#### Available data

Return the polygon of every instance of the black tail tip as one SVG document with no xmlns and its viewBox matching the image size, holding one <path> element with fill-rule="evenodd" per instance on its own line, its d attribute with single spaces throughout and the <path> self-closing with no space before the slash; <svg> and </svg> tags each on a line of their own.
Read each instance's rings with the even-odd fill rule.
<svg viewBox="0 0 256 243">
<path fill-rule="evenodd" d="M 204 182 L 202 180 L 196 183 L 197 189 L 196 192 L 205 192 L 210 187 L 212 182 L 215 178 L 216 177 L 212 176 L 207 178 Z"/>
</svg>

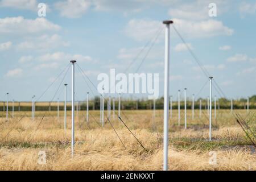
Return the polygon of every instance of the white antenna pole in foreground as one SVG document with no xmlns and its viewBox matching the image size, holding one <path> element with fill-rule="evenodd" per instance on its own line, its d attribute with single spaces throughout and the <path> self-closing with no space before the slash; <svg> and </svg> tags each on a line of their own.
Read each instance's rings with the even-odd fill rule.
<svg viewBox="0 0 256 182">
<path fill-rule="evenodd" d="M 216 105 L 216 96 L 214 96 L 214 119 L 216 119 L 217 118 L 217 105 Z"/>
<path fill-rule="evenodd" d="M 111 97 L 109 97 L 109 102 L 108 104 L 108 118 L 110 120 L 111 117 Z"/>
<path fill-rule="evenodd" d="M 163 169 L 168 170 L 168 150 L 169 143 L 169 61 L 170 61 L 170 24 L 171 20 L 164 21 L 166 24 L 164 56 L 164 161 Z"/>
<path fill-rule="evenodd" d="M 66 126 L 67 126 L 67 85 L 68 84 L 64 84 L 65 85 L 65 96 L 64 96 L 64 134 L 66 136 Z"/>
<path fill-rule="evenodd" d="M 71 155 L 74 156 L 74 145 L 75 145 L 75 63 L 76 61 L 71 61 L 72 64 L 72 131 L 71 131 Z"/>
<path fill-rule="evenodd" d="M 102 89 L 102 127 L 104 126 L 104 88 Z"/>
<path fill-rule="evenodd" d="M 207 115 L 209 115 L 209 97 L 207 97 Z"/>
<path fill-rule="evenodd" d="M 247 112 L 249 113 L 249 97 L 247 97 Z"/>
<path fill-rule="evenodd" d="M 100 122 L 102 124 L 102 95 L 101 94 L 100 99 Z"/>
<path fill-rule="evenodd" d="M 187 88 L 184 89 L 185 129 L 187 129 Z"/>
<path fill-rule="evenodd" d="M 8 100 L 9 100 L 9 93 L 6 93 L 6 122 L 8 122 Z"/>
<path fill-rule="evenodd" d="M 209 111 L 209 140 L 212 140 L 212 78 L 213 77 L 210 77 L 210 111 Z"/>
<path fill-rule="evenodd" d="M 33 104 L 33 119 L 35 120 L 35 96 L 34 96 L 34 104 Z"/>
<path fill-rule="evenodd" d="M 180 126 L 180 90 L 178 91 L 178 125 Z"/>
<path fill-rule="evenodd" d="M 154 98 L 153 101 L 153 122 L 155 123 L 155 98 Z"/>
<path fill-rule="evenodd" d="M 201 118 L 201 114 L 202 114 L 202 100 L 200 99 L 199 101 L 199 118 Z"/>
<path fill-rule="evenodd" d="M 233 99 L 230 101 L 230 113 L 233 112 Z"/>
<path fill-rule="evenodd" d="M 86 100 L 86 122 L 89 122 L 89 92 L 87 92 Z"/>
<path fill-rule="evenodd" d="M 194 119 L 195 111 L 195 94 L 192 95 L 192 119 Z"/>
<path fill-rule="evenodd" d="M 119 117 L 121 117 L 121 93 L 118 94 L 118 118 Z"/>
<path fill-rule="evenodd" d="M 32 97 L 32 102 L 31 102 L 31 119 L 34 119 L 34 96 Z"/>
<path fill-rule="evenodd" d="M 13 118 L 14 118 L 14 100 L 13 100 Z"/>
<path fill-rule="evenodd" d="M 57 117 L 58 117 L 58 120 L 60 120 L 60 99 L 58 98 L 57 100 Z"/>
<path fill-rule="evenodd" d="M 114 119 L 115 118 L 115 98 L 113 98 L 113 118 Z"/>
</svg>

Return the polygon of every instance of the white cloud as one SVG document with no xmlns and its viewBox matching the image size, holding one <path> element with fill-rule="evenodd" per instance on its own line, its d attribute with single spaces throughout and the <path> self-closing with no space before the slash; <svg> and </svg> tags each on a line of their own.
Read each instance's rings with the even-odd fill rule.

#### Required task
Transcribe all of the material above line for line, without altering anything, and leave the pictures out of your copy.

#### Solution
Return the polygon of every instance of the black tail tip as one SVG document with no xmlns and its viewBox matching the image size, holding one <path> element with fill-rule="evenodd" per instance on its own line, its d attribute with single spaces throughout and the <path> self-closing with no space before the slash; <svg> and </svg> tags each on a line of their own.
Read each instance's rings with the even-odd fill rule.
<svg viewBox="0 0 256 243">
<path fill-rule="evenodd" d="M 204 182 L 202 180 L 196 183 L 197 189 L 196 192 L 205 192 L 210 187 L 212 182 L 215 178 L 216 177 L 212 176 L 207 178 Z"/>
</svg>

Return the polygon of every instance of the white antenna pole in foreground as one SVG document with no xmlns and its viewBox matching the image size, holding one <path> element with fill-rule="evenodd" per instance on its own line, its d attribute with single spaces throughout and the <path> self-closing with no space before the slash; <svg> and </svg> tags each on a line of their own.
Read each instance's rings with the even-odd fill rule.
<svg viewBox="0 0 256 182">
<path fill-rule="evenodd" d="M 216 105 L 216 96 L 214 96 L 214 119 L 216 119 L 217 118 L 217 105 Z"/>
<path fill-rule="evenodd" d="M 111 97 L 109 97 L 109 102 L 108 104 L 108 118 L 110 120 L 111 117 Z"/>
<path fill-rule="evenodd" d="M 163 169 L 168 170 L 168 150 L 169 143 L 169 61 L 170 61 L 170 24 L 171 20 L 164 21 L 166 24 L 164 56 L 164 161 Z"/>
<path fill-rule="evenodd" d="M 66 126 L 67 126 L 67 85 L 68 84 L 64 84 L 65 85 L 65 96 L 64 96 L 64 134 L 66 136 Z"/>
<path fill-rule="evenodd" d="M 71 155 L 74 156 L 74 145 L 75 145 L 75 63 L 76 61 L 71 61 L 72 64 L 72 131 L 71 131 Z"/>
<path fill-rule="evenodd" d="M 102 89 L 102 127 L 104 126 L 104 88 Z"/>
<path fill-rule="evenodd" d="M 207 115 L 209 115 L 209 97 L 207 97 Z"/>
<path fill-rule="evenodd" d="M 247 112 L 249 113 L 249 97 L 247 97 Z"/>
<path fill-rule="evenodd" d="M 100 122 L 102 124 L 102 95 L 101 94 L 100 99 Z"/>
<path fill-rule="evenodd" d="M 187 88 L 184 89 L 185 129 L 187 129 Z"/>
<path fill-rule="evenodd" d="M 8 100 L 9 100 L 9 93 L 6 93 L 6 122 L 8 122 Z"/>
<path fill-rule="evenodd" d="M 209 111 L 209 140 L 212 140 L 212 78 L 213 77 L 210 77 L 210 111 Z"/>
<path fill-rule="evenodd" d="M 33 104 L 33 119 L 35 120 L 35 96 L 34 96 L 34 104 Z"/>
<path fill-rule="evenodd" d="M 180 126 L 180 90 L 178 91 L 178 125 Z"/>
<path fill-rule="evenodd" d="M 154 98 L 153 101 L 153 122 L 155 123 L 155 98 Z"/>
<path fill-rule="evenodd" d="M 201 118 L 201 114 L 202 114 L 202 100 L 200 99 L 199 101 L 199 118 Z"/>
<path fill-rule="evenodd" d="M 233 99 L 230 101 L 230 113 L 233 112 Z"/>
<path fill-rule="evenodd" d="M 86 100 L 86 122 L 89 122 L 89 92 L 87 92 Z"/>
<path fill-rule="evenodd" d="M 194 119 L 195 111 L 195 94 L 192 95 L 192 119 Z"/>
<path fill-rule="evenodd" d="M 119 117 L 121 117 L 121 93 L 118 94 L 118 118 Z"/>
<path fill-rule="evenodd" d="M 32 97 L 32 102 L 31 102 L 31 119 L 34 119 L 34 96 Z"/>
<path fill-rule="evenodd" d="M 13 118 L 14 118 L 14 100 L 13 100 Z"/>
<path fill-rule="evenodd" d="M 57 117 L 58 117 L 58 120 L 60 120 L 60 99 L 58 98 L 57 100 Z"/>
<path fill-rule="evenodd" d="M 114 119 L 115 118 L 115 98 L 113 98 L 113 118 Z"/>
</svg>

Return the polygon of every instance of the white cloud as one SVG document with no xmlns and its viewBox matching the image size, holding one <path> element with fill-rule="evenodd" per instance on its own line, its d attribute with single spaces throughout and the <path> self-closing with no space before the slash; <svg> and </svg> tags each on a line of their own.
Read each instance's rings with the even-odd fill rule.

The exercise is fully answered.